▶ **TASK INSTRUCTIONS**: A complete response lists each line of the data below that includes the word "yellow".

:: PROVIDED INFORMATION ::

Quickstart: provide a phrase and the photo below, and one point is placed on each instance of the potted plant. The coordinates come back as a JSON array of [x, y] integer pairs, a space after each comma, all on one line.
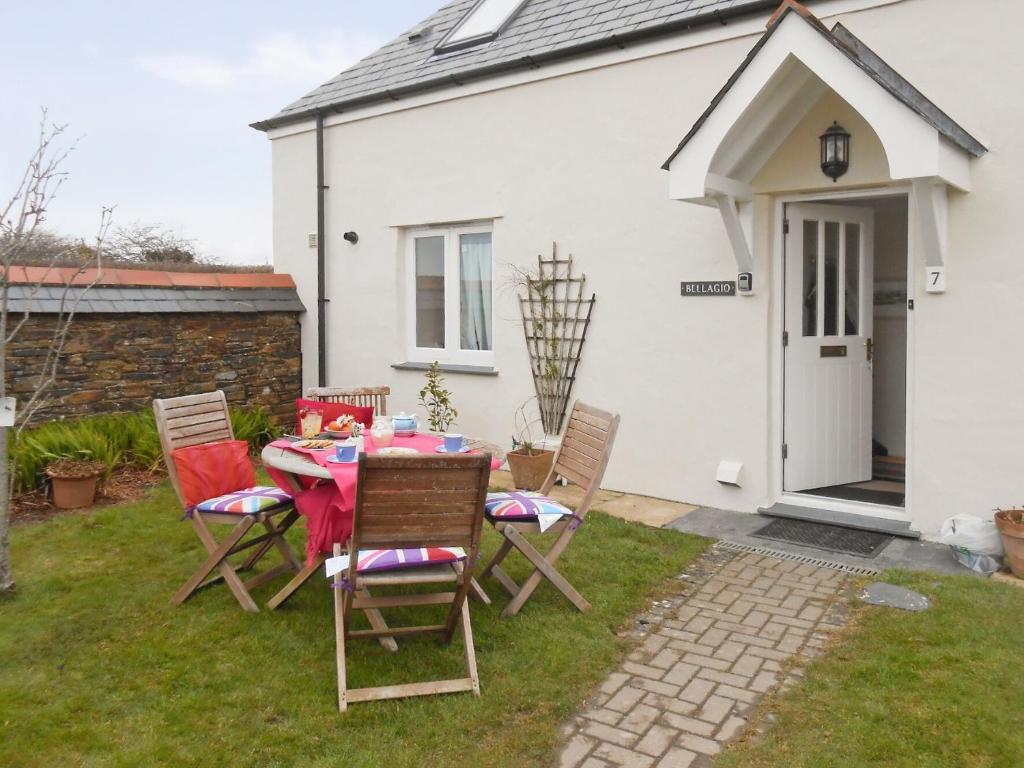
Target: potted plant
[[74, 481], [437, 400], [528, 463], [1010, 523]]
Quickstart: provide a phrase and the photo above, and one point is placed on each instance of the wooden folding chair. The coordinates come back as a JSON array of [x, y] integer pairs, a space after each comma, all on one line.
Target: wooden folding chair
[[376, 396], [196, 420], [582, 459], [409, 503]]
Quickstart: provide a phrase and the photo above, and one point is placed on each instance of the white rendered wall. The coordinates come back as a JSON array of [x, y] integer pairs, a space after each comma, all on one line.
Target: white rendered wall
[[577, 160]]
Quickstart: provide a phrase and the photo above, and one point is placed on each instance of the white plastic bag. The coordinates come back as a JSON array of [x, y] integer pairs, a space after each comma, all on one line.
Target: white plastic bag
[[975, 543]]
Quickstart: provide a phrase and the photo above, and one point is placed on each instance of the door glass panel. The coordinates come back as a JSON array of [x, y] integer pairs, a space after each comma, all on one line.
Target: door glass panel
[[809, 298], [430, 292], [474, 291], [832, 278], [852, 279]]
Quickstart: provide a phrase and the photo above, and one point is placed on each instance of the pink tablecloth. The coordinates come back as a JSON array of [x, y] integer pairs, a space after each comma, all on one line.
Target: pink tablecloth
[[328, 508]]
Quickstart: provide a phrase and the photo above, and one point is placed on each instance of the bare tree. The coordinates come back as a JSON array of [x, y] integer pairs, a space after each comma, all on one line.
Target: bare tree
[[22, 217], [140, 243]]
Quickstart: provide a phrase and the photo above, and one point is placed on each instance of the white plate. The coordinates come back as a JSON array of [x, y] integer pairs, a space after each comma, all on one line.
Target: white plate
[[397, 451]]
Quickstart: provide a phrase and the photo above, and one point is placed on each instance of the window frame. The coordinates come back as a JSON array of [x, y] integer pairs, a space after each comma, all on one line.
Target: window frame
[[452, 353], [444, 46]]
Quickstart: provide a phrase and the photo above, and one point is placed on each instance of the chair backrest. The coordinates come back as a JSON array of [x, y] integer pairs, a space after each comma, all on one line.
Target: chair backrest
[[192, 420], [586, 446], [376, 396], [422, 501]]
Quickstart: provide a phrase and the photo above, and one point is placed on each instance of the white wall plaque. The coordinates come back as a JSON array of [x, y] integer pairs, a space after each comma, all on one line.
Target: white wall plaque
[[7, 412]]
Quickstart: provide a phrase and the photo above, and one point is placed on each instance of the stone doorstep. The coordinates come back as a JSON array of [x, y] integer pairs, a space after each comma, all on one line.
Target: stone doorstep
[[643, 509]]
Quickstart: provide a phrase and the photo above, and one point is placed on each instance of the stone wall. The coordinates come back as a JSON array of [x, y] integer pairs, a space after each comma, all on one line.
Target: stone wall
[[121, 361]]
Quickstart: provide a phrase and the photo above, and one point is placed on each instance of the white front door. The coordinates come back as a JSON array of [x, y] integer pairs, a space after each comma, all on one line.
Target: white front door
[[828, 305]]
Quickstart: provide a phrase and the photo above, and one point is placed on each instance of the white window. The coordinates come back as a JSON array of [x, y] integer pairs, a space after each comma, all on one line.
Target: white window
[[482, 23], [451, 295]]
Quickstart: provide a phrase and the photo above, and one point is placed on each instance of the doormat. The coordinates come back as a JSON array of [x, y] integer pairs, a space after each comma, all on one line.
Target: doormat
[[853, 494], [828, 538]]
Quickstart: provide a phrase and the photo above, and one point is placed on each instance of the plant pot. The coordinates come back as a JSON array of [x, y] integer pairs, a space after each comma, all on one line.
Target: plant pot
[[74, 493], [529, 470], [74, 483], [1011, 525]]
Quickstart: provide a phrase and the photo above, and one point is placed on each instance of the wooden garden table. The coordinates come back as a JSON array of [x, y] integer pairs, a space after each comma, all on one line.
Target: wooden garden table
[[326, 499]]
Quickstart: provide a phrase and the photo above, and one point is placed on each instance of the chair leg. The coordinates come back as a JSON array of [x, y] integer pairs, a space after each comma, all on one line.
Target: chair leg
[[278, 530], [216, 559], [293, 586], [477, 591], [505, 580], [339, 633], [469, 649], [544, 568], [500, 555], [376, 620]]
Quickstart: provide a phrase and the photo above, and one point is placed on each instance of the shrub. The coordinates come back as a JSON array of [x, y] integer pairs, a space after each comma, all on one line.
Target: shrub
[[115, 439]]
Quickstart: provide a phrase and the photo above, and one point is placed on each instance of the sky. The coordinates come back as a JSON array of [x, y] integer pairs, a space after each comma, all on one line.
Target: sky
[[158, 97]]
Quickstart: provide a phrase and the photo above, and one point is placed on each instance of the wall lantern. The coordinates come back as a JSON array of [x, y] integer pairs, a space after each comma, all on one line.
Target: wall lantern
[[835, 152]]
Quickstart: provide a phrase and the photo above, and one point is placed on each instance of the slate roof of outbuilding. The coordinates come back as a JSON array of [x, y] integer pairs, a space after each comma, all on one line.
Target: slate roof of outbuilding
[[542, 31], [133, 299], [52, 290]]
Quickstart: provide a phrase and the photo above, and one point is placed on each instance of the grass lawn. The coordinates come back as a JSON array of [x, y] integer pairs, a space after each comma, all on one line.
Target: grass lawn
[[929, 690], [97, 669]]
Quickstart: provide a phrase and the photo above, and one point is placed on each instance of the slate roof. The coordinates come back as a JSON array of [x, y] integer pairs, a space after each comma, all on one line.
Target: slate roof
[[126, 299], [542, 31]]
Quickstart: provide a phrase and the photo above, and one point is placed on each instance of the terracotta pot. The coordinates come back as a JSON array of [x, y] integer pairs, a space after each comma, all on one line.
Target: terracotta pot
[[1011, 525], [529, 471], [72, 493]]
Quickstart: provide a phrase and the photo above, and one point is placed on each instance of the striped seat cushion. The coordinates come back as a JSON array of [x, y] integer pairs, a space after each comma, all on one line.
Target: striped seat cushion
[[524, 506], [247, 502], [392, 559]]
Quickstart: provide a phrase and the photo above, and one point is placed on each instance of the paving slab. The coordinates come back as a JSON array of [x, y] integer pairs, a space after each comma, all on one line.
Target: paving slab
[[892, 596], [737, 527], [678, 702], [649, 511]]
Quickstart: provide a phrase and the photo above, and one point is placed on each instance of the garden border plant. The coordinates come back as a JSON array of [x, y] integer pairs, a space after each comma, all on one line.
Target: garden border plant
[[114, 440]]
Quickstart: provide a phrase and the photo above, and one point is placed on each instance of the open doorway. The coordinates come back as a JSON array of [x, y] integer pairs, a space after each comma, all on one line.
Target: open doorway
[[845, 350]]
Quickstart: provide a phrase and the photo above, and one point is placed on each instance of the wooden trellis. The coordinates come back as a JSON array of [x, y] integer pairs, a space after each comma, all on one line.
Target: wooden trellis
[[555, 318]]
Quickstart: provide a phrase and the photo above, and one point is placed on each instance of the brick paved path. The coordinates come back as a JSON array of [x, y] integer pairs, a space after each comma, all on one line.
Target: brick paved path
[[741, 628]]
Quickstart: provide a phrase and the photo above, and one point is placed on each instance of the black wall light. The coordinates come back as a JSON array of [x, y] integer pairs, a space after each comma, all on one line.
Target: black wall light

:::
:: PROVIDED INFORMATION ::

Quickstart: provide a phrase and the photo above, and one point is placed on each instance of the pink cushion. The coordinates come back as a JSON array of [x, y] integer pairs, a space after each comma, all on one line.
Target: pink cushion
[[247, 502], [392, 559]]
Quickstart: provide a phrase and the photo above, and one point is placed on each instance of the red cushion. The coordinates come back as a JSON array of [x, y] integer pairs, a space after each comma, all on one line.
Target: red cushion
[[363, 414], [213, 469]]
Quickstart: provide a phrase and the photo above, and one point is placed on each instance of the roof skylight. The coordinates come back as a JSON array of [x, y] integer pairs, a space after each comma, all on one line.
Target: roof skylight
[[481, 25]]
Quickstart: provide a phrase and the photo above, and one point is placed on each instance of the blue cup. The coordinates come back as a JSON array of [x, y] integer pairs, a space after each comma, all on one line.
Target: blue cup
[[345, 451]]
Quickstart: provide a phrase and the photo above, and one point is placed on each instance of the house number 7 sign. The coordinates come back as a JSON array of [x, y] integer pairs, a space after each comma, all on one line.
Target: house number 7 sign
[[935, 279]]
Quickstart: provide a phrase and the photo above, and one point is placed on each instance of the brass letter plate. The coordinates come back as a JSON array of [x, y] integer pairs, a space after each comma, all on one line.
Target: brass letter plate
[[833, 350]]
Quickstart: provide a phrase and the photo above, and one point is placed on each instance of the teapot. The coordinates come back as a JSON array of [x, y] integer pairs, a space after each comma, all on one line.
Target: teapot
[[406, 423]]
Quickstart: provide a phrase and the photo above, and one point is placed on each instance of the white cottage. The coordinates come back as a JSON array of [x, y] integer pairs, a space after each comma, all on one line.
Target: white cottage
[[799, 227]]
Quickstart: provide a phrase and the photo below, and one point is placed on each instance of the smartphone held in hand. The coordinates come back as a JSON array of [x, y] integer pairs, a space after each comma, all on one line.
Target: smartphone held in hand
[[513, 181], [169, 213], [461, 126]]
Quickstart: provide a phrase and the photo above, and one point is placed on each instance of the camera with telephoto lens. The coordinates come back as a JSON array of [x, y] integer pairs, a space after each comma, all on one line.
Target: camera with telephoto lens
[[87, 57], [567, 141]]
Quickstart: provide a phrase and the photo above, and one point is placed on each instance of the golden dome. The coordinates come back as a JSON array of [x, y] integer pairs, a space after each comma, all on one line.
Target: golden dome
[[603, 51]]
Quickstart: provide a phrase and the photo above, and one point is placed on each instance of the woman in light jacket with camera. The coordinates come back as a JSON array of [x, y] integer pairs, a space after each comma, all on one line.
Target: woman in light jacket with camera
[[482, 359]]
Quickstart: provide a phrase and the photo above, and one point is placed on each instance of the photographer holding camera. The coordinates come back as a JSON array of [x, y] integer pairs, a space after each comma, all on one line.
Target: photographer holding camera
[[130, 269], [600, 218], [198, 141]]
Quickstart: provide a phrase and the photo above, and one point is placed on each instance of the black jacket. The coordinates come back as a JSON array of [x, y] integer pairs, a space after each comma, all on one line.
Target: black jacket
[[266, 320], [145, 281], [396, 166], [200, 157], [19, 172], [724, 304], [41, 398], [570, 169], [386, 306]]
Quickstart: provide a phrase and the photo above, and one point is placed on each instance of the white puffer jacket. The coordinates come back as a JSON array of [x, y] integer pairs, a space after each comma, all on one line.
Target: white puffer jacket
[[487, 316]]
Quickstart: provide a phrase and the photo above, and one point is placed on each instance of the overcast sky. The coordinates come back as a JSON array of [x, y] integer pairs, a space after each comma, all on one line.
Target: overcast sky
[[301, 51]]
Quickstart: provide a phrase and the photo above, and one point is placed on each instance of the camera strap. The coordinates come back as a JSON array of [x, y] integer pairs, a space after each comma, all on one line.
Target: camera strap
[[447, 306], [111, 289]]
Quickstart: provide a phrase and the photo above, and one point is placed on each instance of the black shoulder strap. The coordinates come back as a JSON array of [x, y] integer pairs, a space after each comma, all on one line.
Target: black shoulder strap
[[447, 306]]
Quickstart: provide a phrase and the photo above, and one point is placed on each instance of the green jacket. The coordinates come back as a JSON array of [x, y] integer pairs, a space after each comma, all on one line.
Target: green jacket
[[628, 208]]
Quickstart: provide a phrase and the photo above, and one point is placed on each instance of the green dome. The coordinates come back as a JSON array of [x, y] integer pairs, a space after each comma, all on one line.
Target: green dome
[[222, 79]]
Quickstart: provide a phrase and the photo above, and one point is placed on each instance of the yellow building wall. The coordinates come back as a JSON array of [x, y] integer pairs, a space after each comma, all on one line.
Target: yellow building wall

:::

▶ **PROBLEM SOLUTION**:
Quickstart: provide a phrase and the photo above, and one point is placed on each instance of the yellow building wall. The coordinates come back as a JSON array of [x, y] integer pairs, a space after each comma, all on one line.
Target: yellow building wall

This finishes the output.